(Stored entries)
________________________________________

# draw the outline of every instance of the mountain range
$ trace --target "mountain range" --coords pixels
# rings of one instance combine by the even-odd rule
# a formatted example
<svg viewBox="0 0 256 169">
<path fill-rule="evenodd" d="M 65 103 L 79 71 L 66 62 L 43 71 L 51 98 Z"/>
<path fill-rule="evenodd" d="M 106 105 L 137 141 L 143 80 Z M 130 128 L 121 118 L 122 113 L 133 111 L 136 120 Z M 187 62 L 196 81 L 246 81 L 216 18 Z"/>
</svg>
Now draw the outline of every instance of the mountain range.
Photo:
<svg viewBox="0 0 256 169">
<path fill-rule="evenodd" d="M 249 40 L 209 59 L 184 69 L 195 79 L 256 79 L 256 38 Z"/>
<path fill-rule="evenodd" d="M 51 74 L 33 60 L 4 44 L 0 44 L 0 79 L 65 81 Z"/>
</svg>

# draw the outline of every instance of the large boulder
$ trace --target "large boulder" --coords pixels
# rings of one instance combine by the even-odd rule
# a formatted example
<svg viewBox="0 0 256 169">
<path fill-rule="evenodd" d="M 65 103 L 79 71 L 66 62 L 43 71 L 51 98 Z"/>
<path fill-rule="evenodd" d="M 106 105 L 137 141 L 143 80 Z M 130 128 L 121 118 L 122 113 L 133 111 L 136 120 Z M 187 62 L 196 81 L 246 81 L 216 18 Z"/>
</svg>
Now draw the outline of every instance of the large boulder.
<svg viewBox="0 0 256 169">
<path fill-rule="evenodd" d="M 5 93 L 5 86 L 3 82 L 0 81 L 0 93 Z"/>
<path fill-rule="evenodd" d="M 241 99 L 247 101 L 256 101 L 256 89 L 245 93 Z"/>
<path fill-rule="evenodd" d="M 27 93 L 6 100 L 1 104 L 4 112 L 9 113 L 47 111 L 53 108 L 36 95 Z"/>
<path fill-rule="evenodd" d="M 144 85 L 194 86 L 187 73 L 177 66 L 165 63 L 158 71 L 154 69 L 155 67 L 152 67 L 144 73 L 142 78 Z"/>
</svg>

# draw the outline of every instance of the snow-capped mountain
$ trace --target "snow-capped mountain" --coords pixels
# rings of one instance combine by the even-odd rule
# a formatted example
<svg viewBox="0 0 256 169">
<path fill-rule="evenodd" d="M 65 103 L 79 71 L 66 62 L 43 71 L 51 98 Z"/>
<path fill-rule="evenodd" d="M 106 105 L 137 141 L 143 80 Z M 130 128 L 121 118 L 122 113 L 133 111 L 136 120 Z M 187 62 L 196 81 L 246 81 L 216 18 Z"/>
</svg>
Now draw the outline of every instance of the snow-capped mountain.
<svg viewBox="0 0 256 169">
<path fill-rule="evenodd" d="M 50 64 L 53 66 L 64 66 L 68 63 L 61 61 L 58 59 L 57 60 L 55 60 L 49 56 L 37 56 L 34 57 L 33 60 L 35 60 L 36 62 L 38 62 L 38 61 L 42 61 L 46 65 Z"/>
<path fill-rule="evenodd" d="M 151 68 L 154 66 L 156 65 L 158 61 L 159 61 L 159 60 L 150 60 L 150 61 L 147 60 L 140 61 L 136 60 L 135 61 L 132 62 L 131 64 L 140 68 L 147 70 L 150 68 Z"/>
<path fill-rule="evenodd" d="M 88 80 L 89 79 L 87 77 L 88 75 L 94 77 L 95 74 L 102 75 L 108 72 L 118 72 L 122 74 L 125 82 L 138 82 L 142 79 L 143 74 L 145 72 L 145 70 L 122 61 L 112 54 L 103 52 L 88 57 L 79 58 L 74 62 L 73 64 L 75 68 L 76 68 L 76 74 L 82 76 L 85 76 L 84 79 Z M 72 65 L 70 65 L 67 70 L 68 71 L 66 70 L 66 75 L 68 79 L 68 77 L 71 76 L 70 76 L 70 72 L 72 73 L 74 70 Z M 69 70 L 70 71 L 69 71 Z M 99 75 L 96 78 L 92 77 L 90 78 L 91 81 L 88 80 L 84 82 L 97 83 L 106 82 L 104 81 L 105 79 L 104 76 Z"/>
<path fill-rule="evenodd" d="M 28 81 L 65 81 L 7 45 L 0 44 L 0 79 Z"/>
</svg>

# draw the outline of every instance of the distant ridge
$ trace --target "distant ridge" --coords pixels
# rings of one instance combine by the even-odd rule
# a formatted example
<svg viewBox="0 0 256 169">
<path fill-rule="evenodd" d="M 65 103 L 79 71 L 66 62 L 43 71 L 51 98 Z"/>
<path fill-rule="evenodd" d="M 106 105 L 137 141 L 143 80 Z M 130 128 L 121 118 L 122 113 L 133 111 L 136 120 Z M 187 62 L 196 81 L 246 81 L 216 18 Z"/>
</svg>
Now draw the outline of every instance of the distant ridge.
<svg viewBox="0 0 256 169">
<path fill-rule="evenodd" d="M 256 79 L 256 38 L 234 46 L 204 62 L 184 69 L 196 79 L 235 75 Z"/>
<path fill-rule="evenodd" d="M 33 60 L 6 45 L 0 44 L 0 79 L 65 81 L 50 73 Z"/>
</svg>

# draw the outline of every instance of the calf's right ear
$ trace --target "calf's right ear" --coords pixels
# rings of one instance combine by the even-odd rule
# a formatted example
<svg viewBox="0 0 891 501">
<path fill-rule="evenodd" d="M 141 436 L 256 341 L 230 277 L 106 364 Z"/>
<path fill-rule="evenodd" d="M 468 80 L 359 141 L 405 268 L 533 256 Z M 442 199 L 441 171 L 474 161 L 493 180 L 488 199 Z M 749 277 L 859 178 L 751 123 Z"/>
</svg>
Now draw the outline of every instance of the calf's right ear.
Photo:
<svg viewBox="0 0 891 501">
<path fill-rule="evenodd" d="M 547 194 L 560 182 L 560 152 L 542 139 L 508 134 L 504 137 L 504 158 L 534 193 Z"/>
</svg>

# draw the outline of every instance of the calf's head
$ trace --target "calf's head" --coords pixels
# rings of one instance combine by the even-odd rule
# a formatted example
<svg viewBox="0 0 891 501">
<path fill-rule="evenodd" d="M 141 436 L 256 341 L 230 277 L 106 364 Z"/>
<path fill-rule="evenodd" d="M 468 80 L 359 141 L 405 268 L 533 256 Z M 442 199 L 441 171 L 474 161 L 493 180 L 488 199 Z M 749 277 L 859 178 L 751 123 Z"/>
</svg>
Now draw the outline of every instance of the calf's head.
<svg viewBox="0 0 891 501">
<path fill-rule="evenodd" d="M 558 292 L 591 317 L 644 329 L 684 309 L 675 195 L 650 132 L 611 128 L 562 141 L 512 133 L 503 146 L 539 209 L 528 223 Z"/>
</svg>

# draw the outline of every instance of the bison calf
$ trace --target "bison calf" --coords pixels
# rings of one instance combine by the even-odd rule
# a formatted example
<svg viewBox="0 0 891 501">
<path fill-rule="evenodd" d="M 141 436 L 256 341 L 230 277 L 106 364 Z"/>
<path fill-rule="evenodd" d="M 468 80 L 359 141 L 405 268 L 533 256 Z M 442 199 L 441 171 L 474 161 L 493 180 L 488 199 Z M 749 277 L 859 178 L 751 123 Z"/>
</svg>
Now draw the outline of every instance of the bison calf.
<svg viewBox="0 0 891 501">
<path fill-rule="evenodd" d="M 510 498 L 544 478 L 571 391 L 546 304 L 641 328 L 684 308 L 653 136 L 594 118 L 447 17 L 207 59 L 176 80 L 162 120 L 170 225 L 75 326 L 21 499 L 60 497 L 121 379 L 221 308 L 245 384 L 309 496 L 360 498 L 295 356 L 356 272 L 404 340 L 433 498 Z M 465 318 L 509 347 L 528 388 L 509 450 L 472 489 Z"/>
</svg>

________________________________________

- **TASK INSTRUCTIONS**:
Swap "snow-capped mountain" for "glacier" in everything from the line containing "# draw the outline of every instance of the snow-capped" down to the line containing "151 68 L 154", and return only those lines with nothing else changed.

- **FULL ANSWER**:
# draw the outline of every instance of the glacier
$ trace --target "glacier" --coords pixels
# rings of one instance combine by the even-odd rule
# a formatted example
<svg viewBox="0 0 256 169">
<path fill-rule="evenodd" d="M 65 103 L 79 71 L 66 62 L 43 71 L 51 98 Z"/>
<path fill-rule="evenodd" d="M 106 105 L 137 141 L 143 80 Z M 130 128 L 121 118 L 122 113 L 133 111 L 136 120 Z M 187 62 L 196 81 L 246 81 L 216 18 Z"/>
</svg>
Now draw the outline of every instance of the glacier.
<svg viewBox="0 0 256 169">
<path fill-rule="evenodd" d="M 50 64 L 53 66 L 64 66 L 68 63 L 61 61 L 58 59 L 57 60 L 55 60 L 49 56 L 37 56 L 34 57 L 33 60 L 35 60 L 36 62 L 38 62 L 38 61 L 42 61 L 46 65 Z"/>
<path fill-rule="evenodd" d="M 151 68 L 154 66 L 156 65 L 158 61 L 159 61 L 159 60 L 150 60 L 150 61 L 147 60 L 140 61 L 136 60 L 135 61 L 132 62 L 131 64 L 140 68 L 147 70 L 150 68 Z"/>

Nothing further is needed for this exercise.